Texte source —
Il est la dernière chance judiciaire de Jérôme Cahuzac. Réputé pour obtenir les plus improbables acquittements, Me Eric Dupond-Moretti n’a pas choisi de soigner l’image de son client. Au contraire: c’est en dissociant l’homme des faits qu’il espère remporter ce combat

Eric Dupond-Moretti est la dernière chance de
               
              Jérôme Cahuzac.  — © ERIC FEFERBERG
Eric Dupond-Moretti est la dernière chance de   Jérôme Cahuzac.  — © ERIC FEFERBERG

L’ours qui s’apprête à rugir demande des pastilles pour la gorge. 16h15 ce mardi, lors d’une suspension d’audience de la Cour d’appel de Paris. Eric Dupond-Moretti est là, face aux journalistes, à réclamer de l’aide pour calmer sa toux. Coïncidence: l’auteur de ces lignes sort d’une méchante angine et lui tend un remède. L’avocat scrute notre badge, voit «Le Temps», et prend alors quelques minutes pour évoquer son dernier passage sur les bords du Léman, en 2015, à l’invitation de l’Ordre des avocats vaudois. Tandis que les caméras filment ses moindres gestes, et que Jérôme Cahuzac se morfond à l’intérieur pour éviter la ruée médiatique, «Acquittador» nous demande même de «faire une bise» à Fati Mansour, chroniqueuse judiciaire du journal. Ce sera fait. Le grand fauve des prétoires aime impressionner et cajoler la presse.

Exercice A — Mettez à l'échelle les enregistrements situés entre la ligne contenant « emblem in the photo above. » et celle contenant « x=150, y=146 », bornes incluses, en recopiant toutes ces lignes, demandes comprises. Multipliez par 1,7 uniquement les coordonnées des réponses, puis arrondissez-les à l'entier le plus proche, les demis vers le haut.

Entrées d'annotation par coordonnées
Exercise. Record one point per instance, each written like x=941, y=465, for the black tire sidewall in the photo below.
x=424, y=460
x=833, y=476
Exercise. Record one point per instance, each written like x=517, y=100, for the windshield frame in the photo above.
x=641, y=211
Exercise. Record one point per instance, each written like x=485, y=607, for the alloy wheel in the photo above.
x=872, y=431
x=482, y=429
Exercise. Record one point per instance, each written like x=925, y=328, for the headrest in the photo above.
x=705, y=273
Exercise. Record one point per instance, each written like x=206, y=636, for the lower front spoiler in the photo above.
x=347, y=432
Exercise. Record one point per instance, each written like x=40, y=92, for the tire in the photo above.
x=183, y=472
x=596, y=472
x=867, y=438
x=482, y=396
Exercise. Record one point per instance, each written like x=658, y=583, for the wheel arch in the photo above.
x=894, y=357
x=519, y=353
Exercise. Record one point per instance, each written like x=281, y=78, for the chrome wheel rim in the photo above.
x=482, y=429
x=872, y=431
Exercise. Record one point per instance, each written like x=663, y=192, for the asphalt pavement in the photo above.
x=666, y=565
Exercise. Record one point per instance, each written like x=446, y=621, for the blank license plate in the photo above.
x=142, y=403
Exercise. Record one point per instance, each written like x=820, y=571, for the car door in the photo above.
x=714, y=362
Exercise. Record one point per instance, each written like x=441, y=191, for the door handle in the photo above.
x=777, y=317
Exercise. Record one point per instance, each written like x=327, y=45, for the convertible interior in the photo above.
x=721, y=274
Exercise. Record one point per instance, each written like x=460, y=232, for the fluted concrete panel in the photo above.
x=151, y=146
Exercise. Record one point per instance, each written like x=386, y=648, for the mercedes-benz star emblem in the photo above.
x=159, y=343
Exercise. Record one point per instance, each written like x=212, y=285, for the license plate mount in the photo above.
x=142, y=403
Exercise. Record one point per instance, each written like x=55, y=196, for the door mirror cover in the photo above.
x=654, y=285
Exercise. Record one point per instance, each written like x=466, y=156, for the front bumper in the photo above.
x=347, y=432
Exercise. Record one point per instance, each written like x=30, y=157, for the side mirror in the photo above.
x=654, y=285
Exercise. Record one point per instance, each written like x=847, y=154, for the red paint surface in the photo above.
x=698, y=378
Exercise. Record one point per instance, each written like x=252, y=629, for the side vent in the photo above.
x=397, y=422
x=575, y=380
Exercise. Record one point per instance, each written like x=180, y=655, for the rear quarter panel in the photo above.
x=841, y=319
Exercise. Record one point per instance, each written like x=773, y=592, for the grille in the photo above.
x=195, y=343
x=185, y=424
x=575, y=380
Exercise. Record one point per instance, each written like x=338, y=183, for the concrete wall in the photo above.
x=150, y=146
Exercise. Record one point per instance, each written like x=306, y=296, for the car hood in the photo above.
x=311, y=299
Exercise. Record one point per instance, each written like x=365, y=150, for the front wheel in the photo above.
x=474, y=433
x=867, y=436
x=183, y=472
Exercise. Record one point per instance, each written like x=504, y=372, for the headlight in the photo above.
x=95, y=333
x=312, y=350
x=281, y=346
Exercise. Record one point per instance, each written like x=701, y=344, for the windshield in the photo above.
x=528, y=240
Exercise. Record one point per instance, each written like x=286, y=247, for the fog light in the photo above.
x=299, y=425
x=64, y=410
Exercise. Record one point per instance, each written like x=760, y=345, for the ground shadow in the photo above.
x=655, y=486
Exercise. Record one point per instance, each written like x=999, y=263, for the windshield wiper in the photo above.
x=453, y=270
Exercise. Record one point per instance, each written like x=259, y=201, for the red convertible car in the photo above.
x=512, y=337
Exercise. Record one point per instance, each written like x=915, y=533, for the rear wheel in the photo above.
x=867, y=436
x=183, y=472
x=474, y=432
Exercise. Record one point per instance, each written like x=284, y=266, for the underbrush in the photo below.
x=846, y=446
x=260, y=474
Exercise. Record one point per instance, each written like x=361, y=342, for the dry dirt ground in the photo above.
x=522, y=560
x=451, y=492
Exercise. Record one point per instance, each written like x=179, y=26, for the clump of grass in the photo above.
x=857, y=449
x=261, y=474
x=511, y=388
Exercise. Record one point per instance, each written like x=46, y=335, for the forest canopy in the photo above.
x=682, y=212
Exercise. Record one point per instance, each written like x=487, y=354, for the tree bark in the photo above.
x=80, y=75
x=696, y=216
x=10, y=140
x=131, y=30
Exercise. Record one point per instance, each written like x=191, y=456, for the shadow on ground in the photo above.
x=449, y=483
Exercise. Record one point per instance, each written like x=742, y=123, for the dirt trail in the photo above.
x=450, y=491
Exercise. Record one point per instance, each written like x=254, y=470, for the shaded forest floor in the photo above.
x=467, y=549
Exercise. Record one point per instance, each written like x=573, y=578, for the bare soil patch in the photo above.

Exercice B — D'après le texte source, dites si chaque affirmation est juste (oui ou non) et citez les mots décisifs : (i) Eric Dupond-Moretti réclame des pastilles pour la gorge ; (ii) la scène se déroule pendant une suspension d'audience au tribunal de Lausanne ; (iii) le dernier passage de l'avocat sur les bords du Léman remonte à 2015.

Résultat A —
Exercise. Record one point per instance, each written like x=386, y=648, for the mercedes-benz star emblem in the photo above.
x=270, y=583
Exercise. Record one point per instance, each written like x=212, y=285, for the license plate mount in the photo above.
x=241, y=685
Exercise. Record one point per instance, each written like x=55, y=196, for the door mirror cover in the photo above.
x=1112, y=485
Exercise. Record one point per instance, each written like x=466, y=156, for the front bumper in the photo above.
x=590, y=734
Exercise. Record one point per instance, each written like x=30, y=157, for the side mirror in the photo above.
x=1112, y=485
Exercise. Record one point per instance, each written like x=847, y=154, for the red paint surface in the photo above.
x=1187, y=643
Exercise. Record one point per instance, each written like x=252, y=629, for the side vent in the photo above.
x=675, y=717
x=978, y=646
Exercise. Record one point per instance, each written like x=180, y=655, for the rear quarter panel in the photo above.
x=1430, y=542
Exercise. Record one point per instance, each written like x=773, y=592, for the grille in the photo above.
x=332, y=583
x=315, y=721
x=978, y=646
Exercise. Record one point per instance, each written like x=338, y=183, for the concrete wall in the photo above.
x=255, y=248

Résultat B —
(i) Oui : « L’ours qui s’apprête à rugir demande des pastilles pour la gorge. »
(ii) Non : « lors d’une suspension d’audience de la Cour d’appel de Paris »
(iii) Oui : « évoquer son dernier passage sur les bords du Léman, en 2015 »